▶ Problem requirements: Each line that holds the word "gray" counts once; give the total for the records below and nothing else.

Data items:
━━━━━━━━━━━━━━━━━━━━
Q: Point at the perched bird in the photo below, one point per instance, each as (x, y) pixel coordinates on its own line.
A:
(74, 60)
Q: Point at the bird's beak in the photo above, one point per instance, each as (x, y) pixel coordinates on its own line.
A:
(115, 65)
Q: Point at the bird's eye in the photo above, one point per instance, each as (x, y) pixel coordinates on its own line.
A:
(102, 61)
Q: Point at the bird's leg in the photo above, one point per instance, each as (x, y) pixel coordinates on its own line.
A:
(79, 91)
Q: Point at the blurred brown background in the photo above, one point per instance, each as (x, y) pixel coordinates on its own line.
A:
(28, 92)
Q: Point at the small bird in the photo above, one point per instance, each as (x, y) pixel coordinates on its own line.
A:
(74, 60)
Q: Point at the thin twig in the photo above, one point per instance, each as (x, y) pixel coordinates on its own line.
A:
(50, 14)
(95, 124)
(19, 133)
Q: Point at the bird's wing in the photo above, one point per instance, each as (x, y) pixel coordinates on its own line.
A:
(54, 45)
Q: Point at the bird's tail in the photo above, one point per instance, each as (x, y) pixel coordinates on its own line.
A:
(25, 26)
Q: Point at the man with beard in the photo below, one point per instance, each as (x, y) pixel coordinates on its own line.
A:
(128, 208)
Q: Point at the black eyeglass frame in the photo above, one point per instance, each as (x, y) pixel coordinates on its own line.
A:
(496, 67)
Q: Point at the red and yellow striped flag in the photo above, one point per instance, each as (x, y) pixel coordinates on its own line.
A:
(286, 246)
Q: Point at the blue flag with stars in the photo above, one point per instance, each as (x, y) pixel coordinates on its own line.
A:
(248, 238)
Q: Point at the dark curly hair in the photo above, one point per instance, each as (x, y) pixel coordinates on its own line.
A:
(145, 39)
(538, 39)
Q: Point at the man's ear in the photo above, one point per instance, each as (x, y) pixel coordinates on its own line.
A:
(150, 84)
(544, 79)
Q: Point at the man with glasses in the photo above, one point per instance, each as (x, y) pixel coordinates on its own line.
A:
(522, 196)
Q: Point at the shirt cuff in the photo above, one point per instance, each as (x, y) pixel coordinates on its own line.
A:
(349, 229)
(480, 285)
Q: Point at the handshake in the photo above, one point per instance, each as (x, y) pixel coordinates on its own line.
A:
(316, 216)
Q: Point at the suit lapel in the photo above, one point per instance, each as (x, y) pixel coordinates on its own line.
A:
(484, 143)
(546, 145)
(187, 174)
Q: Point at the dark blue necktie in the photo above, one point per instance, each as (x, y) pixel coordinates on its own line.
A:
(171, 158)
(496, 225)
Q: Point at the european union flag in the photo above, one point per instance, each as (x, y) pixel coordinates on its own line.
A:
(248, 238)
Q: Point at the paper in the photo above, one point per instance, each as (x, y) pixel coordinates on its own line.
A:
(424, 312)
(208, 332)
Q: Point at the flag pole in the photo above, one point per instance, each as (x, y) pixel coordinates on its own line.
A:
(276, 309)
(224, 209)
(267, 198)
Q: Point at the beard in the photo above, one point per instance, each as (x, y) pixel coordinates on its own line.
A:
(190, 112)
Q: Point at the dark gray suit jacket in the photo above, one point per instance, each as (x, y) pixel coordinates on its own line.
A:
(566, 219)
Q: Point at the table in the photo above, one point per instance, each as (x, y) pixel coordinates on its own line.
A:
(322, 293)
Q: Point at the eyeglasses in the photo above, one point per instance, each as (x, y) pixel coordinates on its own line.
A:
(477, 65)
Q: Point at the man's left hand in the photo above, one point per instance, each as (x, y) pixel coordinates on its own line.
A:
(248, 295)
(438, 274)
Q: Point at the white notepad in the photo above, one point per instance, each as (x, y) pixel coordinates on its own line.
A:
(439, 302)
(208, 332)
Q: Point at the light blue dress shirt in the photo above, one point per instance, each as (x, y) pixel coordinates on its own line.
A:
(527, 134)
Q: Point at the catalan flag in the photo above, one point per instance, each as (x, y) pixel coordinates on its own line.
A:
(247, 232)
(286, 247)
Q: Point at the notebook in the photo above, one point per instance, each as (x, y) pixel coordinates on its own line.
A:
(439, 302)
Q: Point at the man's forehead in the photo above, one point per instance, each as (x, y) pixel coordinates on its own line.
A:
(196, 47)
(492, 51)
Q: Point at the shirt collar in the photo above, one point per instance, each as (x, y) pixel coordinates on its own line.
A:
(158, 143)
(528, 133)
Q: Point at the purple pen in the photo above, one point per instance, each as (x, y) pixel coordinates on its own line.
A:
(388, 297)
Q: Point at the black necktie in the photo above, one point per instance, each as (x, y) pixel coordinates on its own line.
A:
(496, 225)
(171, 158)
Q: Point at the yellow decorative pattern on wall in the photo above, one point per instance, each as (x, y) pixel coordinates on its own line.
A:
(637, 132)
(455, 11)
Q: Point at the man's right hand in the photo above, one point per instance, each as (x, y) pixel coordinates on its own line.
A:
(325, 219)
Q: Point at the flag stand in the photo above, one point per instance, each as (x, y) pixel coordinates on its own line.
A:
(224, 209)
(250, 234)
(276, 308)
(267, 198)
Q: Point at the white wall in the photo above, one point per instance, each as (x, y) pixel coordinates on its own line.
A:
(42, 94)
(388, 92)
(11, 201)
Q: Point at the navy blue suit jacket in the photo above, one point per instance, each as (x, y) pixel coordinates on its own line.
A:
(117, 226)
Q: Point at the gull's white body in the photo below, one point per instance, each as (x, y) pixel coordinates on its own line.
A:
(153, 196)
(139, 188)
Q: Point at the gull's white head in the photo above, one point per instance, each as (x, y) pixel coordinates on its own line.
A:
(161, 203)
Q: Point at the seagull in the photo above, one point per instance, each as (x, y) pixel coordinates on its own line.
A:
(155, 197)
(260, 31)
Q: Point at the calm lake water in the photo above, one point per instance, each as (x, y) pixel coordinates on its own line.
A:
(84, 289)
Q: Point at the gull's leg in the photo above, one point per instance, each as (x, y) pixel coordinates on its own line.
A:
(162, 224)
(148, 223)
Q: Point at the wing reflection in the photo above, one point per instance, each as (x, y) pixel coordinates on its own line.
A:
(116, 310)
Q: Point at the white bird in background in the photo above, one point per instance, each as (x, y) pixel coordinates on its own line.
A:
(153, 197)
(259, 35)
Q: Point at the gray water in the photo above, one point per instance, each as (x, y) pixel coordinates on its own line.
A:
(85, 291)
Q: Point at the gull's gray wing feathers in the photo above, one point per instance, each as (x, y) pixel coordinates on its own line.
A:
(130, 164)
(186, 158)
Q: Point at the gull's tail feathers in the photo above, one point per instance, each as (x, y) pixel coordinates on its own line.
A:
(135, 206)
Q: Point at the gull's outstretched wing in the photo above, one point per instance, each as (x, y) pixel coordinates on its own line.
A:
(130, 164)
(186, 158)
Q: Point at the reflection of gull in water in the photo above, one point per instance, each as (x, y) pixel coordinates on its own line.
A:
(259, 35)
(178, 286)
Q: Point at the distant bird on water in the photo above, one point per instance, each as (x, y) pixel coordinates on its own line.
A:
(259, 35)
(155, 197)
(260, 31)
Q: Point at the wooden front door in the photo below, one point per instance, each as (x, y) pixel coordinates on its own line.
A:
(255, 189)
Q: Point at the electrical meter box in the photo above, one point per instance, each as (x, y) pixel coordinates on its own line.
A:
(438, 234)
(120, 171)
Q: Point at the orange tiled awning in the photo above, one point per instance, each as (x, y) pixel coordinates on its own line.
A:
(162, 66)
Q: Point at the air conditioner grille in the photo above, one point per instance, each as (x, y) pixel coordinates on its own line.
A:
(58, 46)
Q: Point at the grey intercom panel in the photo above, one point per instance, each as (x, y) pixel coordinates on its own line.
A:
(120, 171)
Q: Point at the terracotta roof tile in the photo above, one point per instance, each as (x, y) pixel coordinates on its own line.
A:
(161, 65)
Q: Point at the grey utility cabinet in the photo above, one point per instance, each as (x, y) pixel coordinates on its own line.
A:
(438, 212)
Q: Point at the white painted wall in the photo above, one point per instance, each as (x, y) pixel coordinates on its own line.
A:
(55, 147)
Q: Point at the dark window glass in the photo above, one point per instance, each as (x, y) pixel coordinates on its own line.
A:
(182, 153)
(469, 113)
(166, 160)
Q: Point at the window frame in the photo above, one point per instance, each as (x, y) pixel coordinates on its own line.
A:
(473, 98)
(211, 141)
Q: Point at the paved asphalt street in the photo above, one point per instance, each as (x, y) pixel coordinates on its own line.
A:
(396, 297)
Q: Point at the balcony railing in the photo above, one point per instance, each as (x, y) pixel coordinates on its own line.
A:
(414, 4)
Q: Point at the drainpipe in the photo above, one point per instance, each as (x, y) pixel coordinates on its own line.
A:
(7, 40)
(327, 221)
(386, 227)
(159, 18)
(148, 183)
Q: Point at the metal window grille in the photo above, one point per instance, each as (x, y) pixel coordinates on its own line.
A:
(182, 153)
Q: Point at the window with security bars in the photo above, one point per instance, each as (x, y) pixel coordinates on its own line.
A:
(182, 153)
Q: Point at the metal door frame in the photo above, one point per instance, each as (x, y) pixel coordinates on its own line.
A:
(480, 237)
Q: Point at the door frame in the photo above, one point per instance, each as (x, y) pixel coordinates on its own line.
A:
━━━━━━━━━━━━━━━━━━━━
▶ Written response: 3